## Text excerpt
=-=-=-=-=

Photo Collection of Japanese Airman Ito Kentaro: A Record of 80 Days of Atrocities Witnessed in Nanjing

This is a photo collection of Japanese airman Ito Kentaro, chronicling his participation in the war of aggression against China on July 13, 1937, until his arrival in Nanjing on January 7, 1938. The collection captures the tragic aftermath of the atrocities he witnessed during his 80-day stay in Nanjing. It includes numerous photos documenting the Japanese military's brutal acts, each annotated in Japanese by Ito himself. On one page of the album, there are four photos showing bodies abandoned outside the city walls and along the moat after the massacre. In the upper-right corner of the page, Ito wrote the word "tragic."

This photo collection was donated to the Memorial Hall in 2003 by historian Bu Ping and is currently on display in the Nanjing Massacre Exhibition.

=-=-=-=-=

[Dataset entries]

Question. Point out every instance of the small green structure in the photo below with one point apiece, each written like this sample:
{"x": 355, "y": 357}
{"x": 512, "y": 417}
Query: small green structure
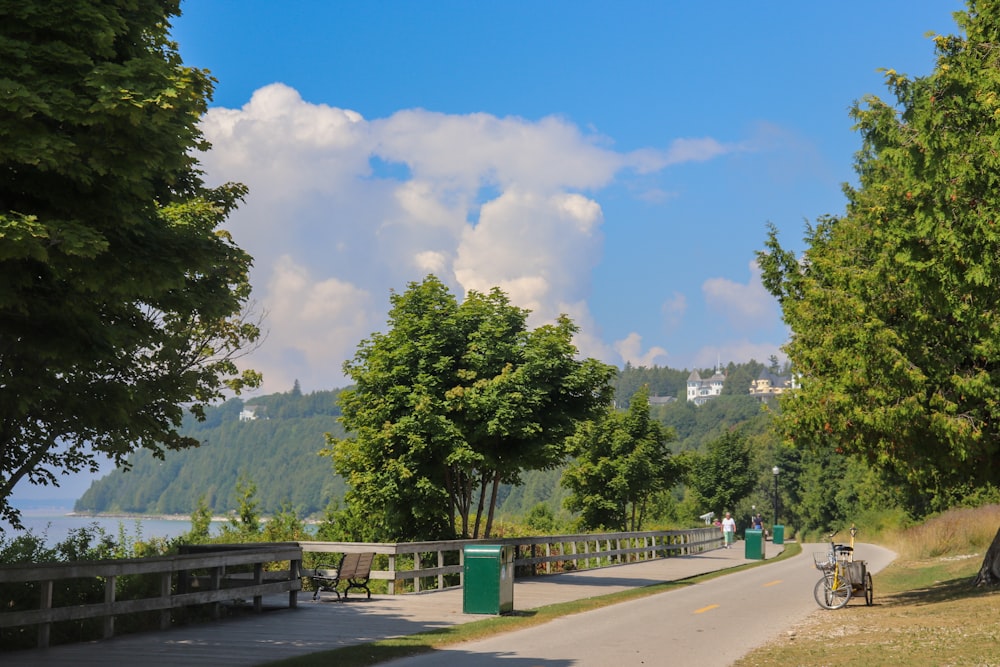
{"x": 754, "y": 544}
{"x": 488, "y": 579}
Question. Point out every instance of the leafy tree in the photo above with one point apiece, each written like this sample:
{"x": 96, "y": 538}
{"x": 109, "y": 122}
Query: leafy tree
{"x": 622, "y": 460}
{"x": 895, "y": 330}
{"x": 453, "y": 400}
{"x": 244, "y": 524}
{"x": 723, "y": 475}
{"x": 201, "y": 522}
{"x": 120, "y": 298}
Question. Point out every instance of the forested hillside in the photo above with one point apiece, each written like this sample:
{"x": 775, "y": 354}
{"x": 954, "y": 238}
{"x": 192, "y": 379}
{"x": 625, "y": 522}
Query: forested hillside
{"x": 278, "y": 451}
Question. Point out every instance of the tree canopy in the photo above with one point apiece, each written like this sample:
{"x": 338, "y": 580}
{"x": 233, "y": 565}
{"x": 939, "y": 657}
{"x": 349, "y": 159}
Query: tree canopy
{"x": 453, "y": 400}
{"x": 895, "y": 329}
{"x": 121, "y": 299}
{"x": 622, "y": 461}
{"x": 723, "y": 475}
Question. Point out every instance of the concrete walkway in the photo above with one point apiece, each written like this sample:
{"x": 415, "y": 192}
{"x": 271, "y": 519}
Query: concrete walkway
{"x": 326, "y": 624}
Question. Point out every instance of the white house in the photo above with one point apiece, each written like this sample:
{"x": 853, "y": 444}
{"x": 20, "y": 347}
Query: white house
{"x": 701, "y": 391}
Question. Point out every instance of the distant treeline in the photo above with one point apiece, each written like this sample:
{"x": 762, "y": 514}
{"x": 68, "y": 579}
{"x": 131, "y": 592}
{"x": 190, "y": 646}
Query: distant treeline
{"x": 278, "y": 450}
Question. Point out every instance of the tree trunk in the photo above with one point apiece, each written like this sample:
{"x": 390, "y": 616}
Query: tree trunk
{"x": 989, "y": 572}
{"x": 493, "y": 504}
{"x": 482, "y": 502}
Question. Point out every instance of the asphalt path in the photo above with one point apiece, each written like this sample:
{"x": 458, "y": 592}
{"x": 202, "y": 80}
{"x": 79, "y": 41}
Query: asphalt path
{"x": 707, "y": 624}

=-=-=-=-=

## Objective
Condense the paragraph of the text about Ito Kentaro's photo collection that begins "This is a photo collection of Japanese airman" into a short bulleted list that keeps its main facts.

## Written solution
- The album belonged to Japanese airman Ito Kentaro.
- It chronicles his part in the war of aggression against China from July 13, 1937, until he arrived in Nanjing on January 7, 1938.
- It captures the aftermath of atrocities he witnessed during his 80 days in Nanjing.
- Many photos document the Japanese military's brutal acts, and Ito annotated each one in Japanese.
- One page has four photos of bodies abandoned outside the city walls and along the moat after the massacre.
- In that page's upper-right corner, Ito wrote the word "tragic."